[[ TEXT FOR ANALYSIS, beginning ]]

The bill sponsored by Rep. Matt Ramsey, a Peachtree City Republican, passed the House by a largely partisan vote of 113-56.
It's up to the federal government to secure U.S. borders and deport illegal immigrants, but Georgia can remove incentives that bring illegal immigrants to the state, Ramsey said.
"No doubt about it, our federal government has failed us, and our citizens in Georgia are suffering the consequences," Ramsey said as he presented the bill in the House chamber.
One provision would allow law officers to verify the immigration status of criminal suspects and another penalizes people who transport or harbor illegal immigrants, provisions also in Arizona's new law. Georgia's bill also would require employers to verify the immigration status of new hires and would make it a felony to "willfully and fraudulently" present false documentation when applying for a job. That felony would carry a maximum penalty of up to 15 years in jail and up to a $250,000 fine.
Those who opposed the bill stressed that they do not support illegal immigration, but said it is a federal problem. They said the bill could lead to racial profiling and could damage the state's economy and reputation.
Ramsey said the most important part of his bill is the section that requires all employers with more than four employees to check the status of new hires using a federal database called E-Verify.
"We know beyond a shadow of a doubt what the root cause of illegal immigration is, and that's illegal employment," he said. "If we do an immigration reform bill and we don't get at private employment, it's like trying to cure cancer with an aspirin."

[[ TEXT FOR ANALYSIS, end ]]
[[ PROVIDED MATERIAL, beginning ]]

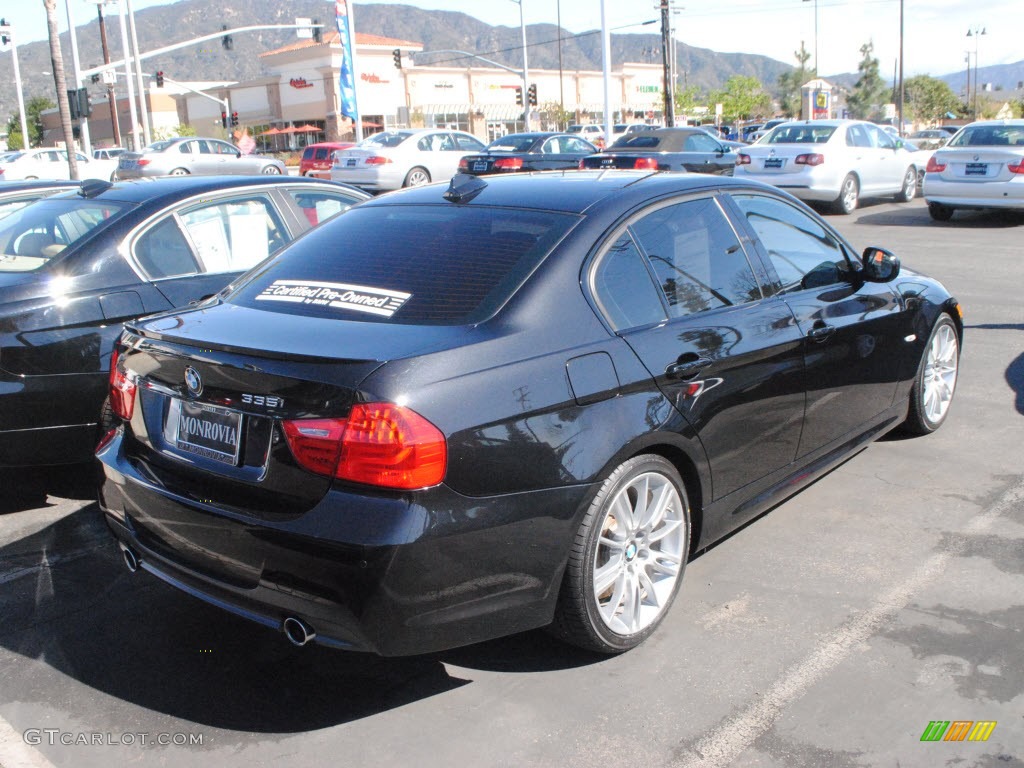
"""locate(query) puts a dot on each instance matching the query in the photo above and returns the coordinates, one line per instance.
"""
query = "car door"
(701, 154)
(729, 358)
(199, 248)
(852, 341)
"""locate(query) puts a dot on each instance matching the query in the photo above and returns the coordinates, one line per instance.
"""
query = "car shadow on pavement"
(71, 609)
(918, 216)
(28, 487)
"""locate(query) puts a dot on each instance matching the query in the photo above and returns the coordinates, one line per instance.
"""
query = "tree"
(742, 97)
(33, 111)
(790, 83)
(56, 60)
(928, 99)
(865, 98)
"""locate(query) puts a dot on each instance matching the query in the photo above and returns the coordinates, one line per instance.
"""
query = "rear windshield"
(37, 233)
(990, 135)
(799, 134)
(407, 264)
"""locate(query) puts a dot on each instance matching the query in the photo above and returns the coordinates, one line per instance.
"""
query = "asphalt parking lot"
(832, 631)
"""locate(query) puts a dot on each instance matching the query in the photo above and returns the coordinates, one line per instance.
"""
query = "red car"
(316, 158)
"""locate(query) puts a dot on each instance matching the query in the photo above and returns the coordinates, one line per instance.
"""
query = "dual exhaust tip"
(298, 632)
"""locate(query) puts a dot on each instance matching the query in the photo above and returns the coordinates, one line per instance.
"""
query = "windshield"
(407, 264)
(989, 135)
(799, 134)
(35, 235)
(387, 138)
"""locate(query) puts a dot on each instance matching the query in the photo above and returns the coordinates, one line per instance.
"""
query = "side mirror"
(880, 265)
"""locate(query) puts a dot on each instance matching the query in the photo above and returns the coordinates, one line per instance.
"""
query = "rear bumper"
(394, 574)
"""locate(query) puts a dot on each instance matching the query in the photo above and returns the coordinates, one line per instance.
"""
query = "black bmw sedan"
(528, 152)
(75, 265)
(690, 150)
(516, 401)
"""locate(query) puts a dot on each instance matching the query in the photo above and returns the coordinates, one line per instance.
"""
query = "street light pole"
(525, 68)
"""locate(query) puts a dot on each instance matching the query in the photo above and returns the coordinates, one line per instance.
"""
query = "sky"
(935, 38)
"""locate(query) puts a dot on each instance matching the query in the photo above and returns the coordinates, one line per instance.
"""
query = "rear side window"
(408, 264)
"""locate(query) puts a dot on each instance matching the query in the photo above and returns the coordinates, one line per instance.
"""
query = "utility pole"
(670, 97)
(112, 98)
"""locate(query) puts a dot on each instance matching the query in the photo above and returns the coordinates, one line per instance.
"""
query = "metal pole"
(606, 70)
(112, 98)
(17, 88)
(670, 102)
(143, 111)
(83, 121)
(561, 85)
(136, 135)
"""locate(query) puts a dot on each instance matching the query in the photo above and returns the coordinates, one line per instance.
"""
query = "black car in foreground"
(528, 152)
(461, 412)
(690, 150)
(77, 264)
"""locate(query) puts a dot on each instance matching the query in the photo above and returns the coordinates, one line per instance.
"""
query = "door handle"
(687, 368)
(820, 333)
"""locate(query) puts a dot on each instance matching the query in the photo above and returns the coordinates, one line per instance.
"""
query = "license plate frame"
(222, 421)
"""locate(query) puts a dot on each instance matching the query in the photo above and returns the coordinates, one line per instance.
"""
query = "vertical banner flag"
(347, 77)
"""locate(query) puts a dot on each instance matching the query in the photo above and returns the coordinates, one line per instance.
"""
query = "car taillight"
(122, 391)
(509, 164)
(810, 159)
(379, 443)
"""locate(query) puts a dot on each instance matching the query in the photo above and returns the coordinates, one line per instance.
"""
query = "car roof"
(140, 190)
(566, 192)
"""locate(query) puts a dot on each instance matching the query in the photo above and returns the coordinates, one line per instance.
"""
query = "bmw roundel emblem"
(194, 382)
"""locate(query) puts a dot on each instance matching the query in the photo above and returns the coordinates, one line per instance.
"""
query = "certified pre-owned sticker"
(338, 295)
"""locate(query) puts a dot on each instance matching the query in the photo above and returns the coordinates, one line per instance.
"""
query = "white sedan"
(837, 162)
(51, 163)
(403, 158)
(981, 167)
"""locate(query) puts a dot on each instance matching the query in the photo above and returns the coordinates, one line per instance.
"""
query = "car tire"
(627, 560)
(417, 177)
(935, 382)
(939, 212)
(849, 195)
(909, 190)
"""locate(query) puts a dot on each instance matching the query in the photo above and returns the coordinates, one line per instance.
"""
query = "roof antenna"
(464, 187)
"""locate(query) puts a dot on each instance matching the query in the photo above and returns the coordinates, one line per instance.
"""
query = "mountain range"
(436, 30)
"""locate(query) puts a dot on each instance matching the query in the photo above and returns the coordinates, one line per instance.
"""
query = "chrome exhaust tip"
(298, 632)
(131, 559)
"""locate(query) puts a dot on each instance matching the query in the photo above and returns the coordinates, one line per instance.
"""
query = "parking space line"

[[ PROVIDED MATERIAL, end ]]

• **TASK DETAILS**
Resume the news article about Georgia's immigration bill, picking up right after its final quoted sentence.

• **RESPONSE BELOW**
House Minority Leader Stacey Abrams, an Atlanta Democrat, said after the vote that she expected the bill to pass but said she's disappointed. The proposal tells tourists and international businesses that they are not welcome, she said. Illegal immigration also is a federal problem, she said.
She said a section that says officers "shall be authorized to seek to verify" a suspect's immigration status if the suspect is unable to provide identification could lead to racial profiling. A federal judge blocked similar provisions in a law enacted in Arizona last year after the federal government sued.
Ramsey has dismissed such claims, saying his bill prohibits racial profiling.
It will now be considered by the Senate.
Senate Majority Leader Chip Rogers, a Republican from Woodstock, said Ramsey's bill is more comprehensive than a similar bill proposed by Sen. Jack Murphy, which on Wednesday passed a Senate committee.
"It's well thought out. You can tell by the language that he's put an enormous amount of thought into it and has really considered all the ways people might get around the law," Rogers said.
The lengthy bill includes several provisions, including one that would penalize people who transport or harbor illegal immigrants. Ramsey said that is aimed at punishing smugglers and human traffickers.
It also would allow individual citizens to sue local governments and agencies that don't use federal databases to check the legal status of new hires and people who apply for benefits like Medicaid. However, those entities would have 30 days to fix the problem before a lawsuit moves forward.
More than 100 people gathered outside the Capitol during discussion on the floor to protest the bill.
"It's a shame the Georgia Legislature wants to kill jobs, that they are working to kill our No. 1 industry, agriculture," said Jerry Gonzalez, executive director of the Georgia Association of Latino Elected Officials. "It's a shame that Georgia is positioning itself for a national boycott that will likely harm our No. 2 industry, tourism."
D.A. King, founder of the Dustin Inman Society, which advocates for stricter enforcement of immigration laws, said he was elated at the bill's passage.
"I'm happy to see the wide margin of victory and that at least some Democrats recognize the importance of protecting the American worker," he said.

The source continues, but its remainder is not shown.